### Lista de tareas
**1)** Enumera, en el orden en que aparecen por primera vez, todos los años de cuatro cifras que menciona el texto sobre la política española e italiana. Cuenta cada año una sola vez.
**2)** Prolonga el texto sobre la política española e italiana con un párrafo que siga a su última oración.

#### Texto fuente ####

En la historia político-partidista de las últimas décadas -la española en general, y en particular la catalana- de Italia habían llegado modelos, referentes, inspiraciones y complicidades sobre todo para la izquierda. El rotundo fracaso, en 1977, de los augurios del politólogo Juan José Linz -es decir, el naufragio electoral de la democracia cristiana en los comicios de aquel 15 de junio- hizo pedazos por mucho tiempo el espejo italiano de la derecha española. En cambio, para la izquierda hegemónica durante las postrimerías del franquismo y los albores de la transición -o sea, la comunista- la Italia coetánea constituía un ejemplo y un escaparate. Bastará recordar el estrecho coprotagonismo del Partido Comunista de España y de aquel mítico y mitificado PCI que acariciaba el sorpasso, de Santiago Carrillo y Enrico Berlinguer, en el alumbramiento del entonces prometedor 'eurocomunismo'; bastará recordar, más cerca de nosotros, el espejismo -creíble entre 1975 y 1977- de un PSUC mayoritario respecto de los socialistas, o los escarceos de aquél hacia Pujol, en busca de un eventual compromesso storico a la barcelonesa. En fin, confío en que no habremos olvidado ya la mucha tinta que hizo correr, a finales de la década de 1990, el asunto de un eventual Ulivo catalán, o la significativa elección que hizo Pasqual Maragall del lugar para su retiro-puente entre la alcaldía de Barcelona y el liderazgo electoral del PSC: en el Trastevere romano, a la vera de Francesco Rutelli.

Por el contrario, en el campo de las derechas el doble proceso de reordenación y metamorfosis tras las crisis de UCD y AP, por un lado, y de la Democrazia Cristiana, por el otro, se resolvió antes y con más claridad en el caso español que en el italiano. Mientras el Partido Popular de José María Aznar puso rumbo directo al poder desde 1993, lo alcanzó en solitario en 1996 y se fue consolidando en él, la victoria electoral del Polo della Libertà de Berlusconi, en 1994, fue frágil, y su paso por el Gobierno breve y abrupto, seguido por seis largos años en la oposición antes de reconquistar, en mayo de 2001, el cargo de primer ministro. Tal secuencia cronológica, así como el escaso pedigrí político-ideológico del magnate televisivo italiano, hizo que Aznar pudiese ejercer como mentor y modelo del Cavaliere, y apadrinar el ingreso de Forza Italia tanto en el Partido Popular Europeo como en la Internacional Demócrata de Centro (antes, Demócrata Cristiana).

#### Datos almacenados ####

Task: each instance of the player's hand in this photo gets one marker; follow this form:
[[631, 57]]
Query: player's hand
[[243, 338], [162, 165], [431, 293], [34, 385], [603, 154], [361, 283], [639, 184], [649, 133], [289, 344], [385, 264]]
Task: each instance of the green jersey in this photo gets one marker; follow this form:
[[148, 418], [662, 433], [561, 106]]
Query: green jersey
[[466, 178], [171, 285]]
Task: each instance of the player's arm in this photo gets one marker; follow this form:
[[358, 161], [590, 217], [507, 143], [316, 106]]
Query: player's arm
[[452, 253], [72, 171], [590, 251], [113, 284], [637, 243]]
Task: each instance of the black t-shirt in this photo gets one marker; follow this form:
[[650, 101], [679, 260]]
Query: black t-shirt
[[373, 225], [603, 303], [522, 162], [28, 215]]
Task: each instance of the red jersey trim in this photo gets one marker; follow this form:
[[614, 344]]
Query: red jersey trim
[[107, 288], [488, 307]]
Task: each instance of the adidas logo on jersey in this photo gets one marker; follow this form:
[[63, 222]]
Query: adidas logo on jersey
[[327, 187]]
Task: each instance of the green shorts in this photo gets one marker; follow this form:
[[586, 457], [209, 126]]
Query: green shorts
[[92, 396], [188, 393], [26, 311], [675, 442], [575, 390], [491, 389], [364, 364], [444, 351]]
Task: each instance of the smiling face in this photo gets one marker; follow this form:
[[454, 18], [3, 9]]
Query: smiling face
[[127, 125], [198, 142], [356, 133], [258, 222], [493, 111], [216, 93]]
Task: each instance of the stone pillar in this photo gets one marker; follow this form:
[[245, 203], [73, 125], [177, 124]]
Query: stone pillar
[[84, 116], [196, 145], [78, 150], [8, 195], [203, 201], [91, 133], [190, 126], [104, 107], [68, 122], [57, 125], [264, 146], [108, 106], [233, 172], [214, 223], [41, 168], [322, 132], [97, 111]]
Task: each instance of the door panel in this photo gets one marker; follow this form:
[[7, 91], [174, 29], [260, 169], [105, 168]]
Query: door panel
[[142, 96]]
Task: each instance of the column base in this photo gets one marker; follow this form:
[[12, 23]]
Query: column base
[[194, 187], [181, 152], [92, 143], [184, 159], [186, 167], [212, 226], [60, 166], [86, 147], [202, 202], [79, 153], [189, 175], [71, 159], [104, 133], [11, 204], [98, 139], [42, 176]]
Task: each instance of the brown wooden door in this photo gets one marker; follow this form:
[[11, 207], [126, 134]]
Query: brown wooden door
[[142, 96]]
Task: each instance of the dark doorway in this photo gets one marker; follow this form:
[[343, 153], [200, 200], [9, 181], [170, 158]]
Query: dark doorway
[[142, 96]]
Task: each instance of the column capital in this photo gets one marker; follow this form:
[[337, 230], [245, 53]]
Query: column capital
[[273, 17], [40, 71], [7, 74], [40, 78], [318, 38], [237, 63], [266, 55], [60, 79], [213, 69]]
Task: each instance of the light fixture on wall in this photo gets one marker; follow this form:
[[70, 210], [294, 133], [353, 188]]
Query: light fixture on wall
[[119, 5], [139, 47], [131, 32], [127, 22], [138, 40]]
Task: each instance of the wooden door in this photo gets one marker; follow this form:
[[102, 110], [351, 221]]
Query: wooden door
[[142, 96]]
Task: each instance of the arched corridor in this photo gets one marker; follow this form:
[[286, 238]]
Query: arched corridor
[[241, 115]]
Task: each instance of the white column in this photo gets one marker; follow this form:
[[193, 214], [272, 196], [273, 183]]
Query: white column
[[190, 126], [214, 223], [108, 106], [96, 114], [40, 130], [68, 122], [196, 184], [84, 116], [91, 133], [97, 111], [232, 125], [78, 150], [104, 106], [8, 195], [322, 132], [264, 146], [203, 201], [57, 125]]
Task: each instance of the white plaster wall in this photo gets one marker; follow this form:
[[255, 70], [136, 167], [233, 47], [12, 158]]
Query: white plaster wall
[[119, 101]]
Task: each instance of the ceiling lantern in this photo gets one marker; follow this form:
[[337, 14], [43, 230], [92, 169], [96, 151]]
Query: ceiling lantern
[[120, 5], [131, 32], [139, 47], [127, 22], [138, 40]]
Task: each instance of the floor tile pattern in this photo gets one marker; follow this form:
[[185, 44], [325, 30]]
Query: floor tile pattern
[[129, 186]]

####

### Resultados de tareas
**1)** 1977, 1975, 1990, 1993, 1996, 1994, 2001

**2)**
Tal parece, sin embargo, que el padrinazgo ha cambiado de dirección, o que el papel de modelo se ha invertido. Y me refiero, naturalmente, a la boda; pero no a la boda como hecho familiar, social o mundano, sino a la boda como suceso político y como producto de imagen cuidadosamente concebido y escenificado; a la luz del elenco de invitados y de la cobertura que el evento ha tenido, negarle estas dos últimas dimensiones -política e imagen- sería tanto como negar la evidencia.

El otro día, el siempre admirado Forges incluía la boda de Ana Aznar y Alejandro Agag entre los materiales usados por el 'Negociado de Despiste Informativo' que cabe imaginar ubicado en algún semisótano de La Moncloa. Izquierda Unida e Iniciativa per Catalunya Verds, por su parte, quieren indagar el coste que para el erario público haya podido tener el enlace del pasado día 5. Y hay quien ha criticado la pompa y el aire dinástico -cardenal oficiante, marco regio, jefes de Estado y de Gobierno entre los convidados y testigos...- de toda la ceremonia nupcial. Sí, tal vez tengan razón; por mi parte, empero, no creo que la boda de El Escorial fuese ni una simple cortina de humo, ni un episodio de derroche de recursos públicos, ni siquiera una apoteosis de ínfulas de nuevos ricos.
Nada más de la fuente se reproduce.